What you have to do: Retype the listing found below exactly, but leave out each picture.

Task inputs:
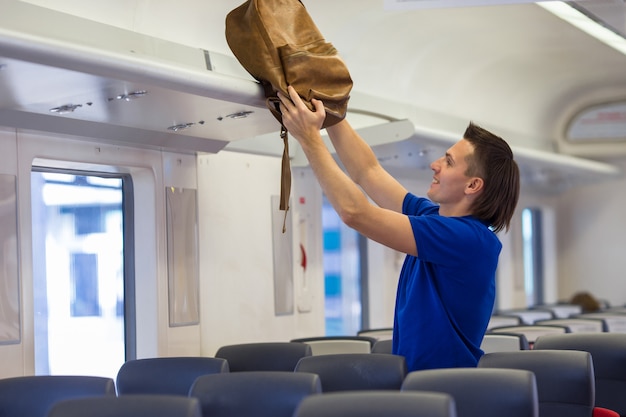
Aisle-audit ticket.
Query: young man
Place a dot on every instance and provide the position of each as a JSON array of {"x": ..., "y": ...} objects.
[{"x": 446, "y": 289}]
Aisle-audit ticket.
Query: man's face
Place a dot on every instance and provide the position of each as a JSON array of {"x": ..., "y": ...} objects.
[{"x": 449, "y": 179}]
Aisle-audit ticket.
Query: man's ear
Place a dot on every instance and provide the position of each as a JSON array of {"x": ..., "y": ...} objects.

Output of the exercise:
Aisle-audit ticket.
Query: young man
Place a dot on every instance and provide the position of each as a JSON array of {"x": ..., "y": ...} objects.
[{"x": 446, "y": 289}]
Aisle-audit ticket.
Query: man's face
Place a dot on every instance and provide the position of each as a JSON array of {"x": ..., "y": ...} objects.
[{"x": 449, "y": 179}]
Aisle-audit ticket.
Query: man's ear
Place a dot on every instance and provide the position of each as a JSON array of {"x": ..., "y": ...} objects.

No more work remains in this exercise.